CHALLENGES:
A – Copy the landfill leachate text word for word, beginning at the words "There is no" and stopping after "closed valves etc.".
B – Answer these from the landfill leachate text:
(i) Which two parties does the use of non-compliant equipment expose to OSHA fines?
(ii) When should new leachate piping be checked by video inspection?
(iii) What can be built into the drain system design to give some relief?
C – Decide whether each statement agrees with the landfill leachate text. Answer yes or no, and quote the words that settle it.
(i) Standard municipal and commercial video inspection systems are usually certified to this level.
(ii) Costly repairs for problems that show up only after a period of use may have to be paid by the owner.
(iii) Many older landfills gave enough thought to manhole and cleanout access.

SELECTED EXCERPT:
————
Standard municipal and commercial video inspection systems are not generally certified to this level and the use of non compliant equipment exposes the service provider and the landfill to OSHA fines, possible damage to the landfill, and potential landfill and contractor liability in the event of an explosion.


KEY ISSUES  

1. New Landfill Construction

This is the base point at which planning and design determine amongst other things, the manhole/cleanout accesses into the leachate system and thereby establish system cleaning/video inspection parameters. Many existing older landfills gave inadequate consideration to this aspect and standard permit compliance in terms of maintenance needs simply cannot be observed.

There is no need for this to happen in new design construction where the above maintenance requirements (as limited by equipment technology) have been taken into consideration.

An important and key point is the need for validation of the correct construction of new leachate piping, carried out by video inspection PRIOR to hand over and commissioning of the new cell. This ensures that meaningful leachate flow measurements are available right from the outset and eliminates some of the problems often undiscovered until some future time e.g. crushed or split pipe, separated joints, closed valves etc.

It is relatively easy to apportion responsibility and initiate repair action at time of construction prior to contractor hand over. Problems which only become apparent after the cell has been active for a period of time may require quite potentially very costly repair work which has to be borne by the owner.

Some relief can also be provided by building redundancy into the drain system design.
————
EXTRACTED RECORDS:
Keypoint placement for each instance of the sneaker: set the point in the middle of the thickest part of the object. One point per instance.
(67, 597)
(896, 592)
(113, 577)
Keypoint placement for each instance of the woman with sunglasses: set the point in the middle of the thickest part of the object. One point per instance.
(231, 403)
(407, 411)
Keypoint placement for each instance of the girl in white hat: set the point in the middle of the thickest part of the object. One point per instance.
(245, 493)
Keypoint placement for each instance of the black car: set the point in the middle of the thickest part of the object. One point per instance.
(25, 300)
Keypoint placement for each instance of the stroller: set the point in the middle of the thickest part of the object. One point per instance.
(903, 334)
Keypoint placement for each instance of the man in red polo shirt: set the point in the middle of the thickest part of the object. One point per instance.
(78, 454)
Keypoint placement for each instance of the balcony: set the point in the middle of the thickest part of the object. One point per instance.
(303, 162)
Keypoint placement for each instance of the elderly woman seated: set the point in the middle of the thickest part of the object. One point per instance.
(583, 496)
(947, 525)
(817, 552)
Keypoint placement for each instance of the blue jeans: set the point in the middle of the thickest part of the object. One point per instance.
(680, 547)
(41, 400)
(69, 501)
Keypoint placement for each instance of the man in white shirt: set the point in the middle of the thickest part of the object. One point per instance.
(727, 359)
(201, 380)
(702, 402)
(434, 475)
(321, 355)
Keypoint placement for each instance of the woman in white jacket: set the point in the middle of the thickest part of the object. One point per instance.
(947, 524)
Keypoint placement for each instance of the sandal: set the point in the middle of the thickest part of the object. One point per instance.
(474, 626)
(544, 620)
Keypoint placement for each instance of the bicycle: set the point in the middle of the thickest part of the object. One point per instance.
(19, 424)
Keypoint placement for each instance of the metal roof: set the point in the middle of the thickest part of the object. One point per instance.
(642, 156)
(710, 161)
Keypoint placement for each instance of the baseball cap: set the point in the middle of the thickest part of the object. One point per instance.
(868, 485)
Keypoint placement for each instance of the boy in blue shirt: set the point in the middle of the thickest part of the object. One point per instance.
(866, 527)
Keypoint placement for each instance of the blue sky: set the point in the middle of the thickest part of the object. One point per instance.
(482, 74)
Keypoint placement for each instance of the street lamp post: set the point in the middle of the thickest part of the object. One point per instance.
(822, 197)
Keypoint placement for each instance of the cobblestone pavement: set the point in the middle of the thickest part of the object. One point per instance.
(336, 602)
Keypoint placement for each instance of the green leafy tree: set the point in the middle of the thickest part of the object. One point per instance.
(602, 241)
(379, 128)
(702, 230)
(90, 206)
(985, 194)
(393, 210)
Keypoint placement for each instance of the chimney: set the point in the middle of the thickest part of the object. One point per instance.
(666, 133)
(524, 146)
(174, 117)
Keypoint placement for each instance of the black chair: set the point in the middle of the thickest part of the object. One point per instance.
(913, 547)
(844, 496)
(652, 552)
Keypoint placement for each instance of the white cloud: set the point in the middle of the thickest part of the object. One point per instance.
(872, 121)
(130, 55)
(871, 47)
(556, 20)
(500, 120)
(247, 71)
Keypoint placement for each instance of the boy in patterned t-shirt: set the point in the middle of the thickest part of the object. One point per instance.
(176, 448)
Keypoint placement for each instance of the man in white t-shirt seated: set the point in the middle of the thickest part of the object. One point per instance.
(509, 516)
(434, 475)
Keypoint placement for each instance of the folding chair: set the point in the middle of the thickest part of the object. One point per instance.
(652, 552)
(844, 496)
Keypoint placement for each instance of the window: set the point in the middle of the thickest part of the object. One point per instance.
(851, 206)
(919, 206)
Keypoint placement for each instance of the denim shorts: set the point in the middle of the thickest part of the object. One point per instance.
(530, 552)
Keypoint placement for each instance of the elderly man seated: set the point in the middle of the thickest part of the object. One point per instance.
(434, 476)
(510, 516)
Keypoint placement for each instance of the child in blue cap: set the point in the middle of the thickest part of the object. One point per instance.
————
RESPONSES TO THE EXERCISE:
A –
There is no need for this to happen in new design construction where the above maintenance requirements (as limited by equipment technology) have been taken into consideration.

An important and key point is the need for validation of the correct construction of new leachate piping, carried out by video inspection PRIOR to hand over and commissioning of the new cell. This ensures that meaningful leachate flow measurements are available right from the outset and eliminates some of the problems often undiscovered until some future time e.g. crushed or split pipe, separated joints, closed valves etc.

B –
(i) The service provider and the landfill.
(ii) Prior to hand over and commissioning of the new cell.
(iii) Redundancy.

C –
(i) No: "are not generally certified to this level"
(ii) Yes: "very costly repair work which has to be borne by the owner"
(iii) No: "Many existing older landfills gave inadequate consideration to this aspect"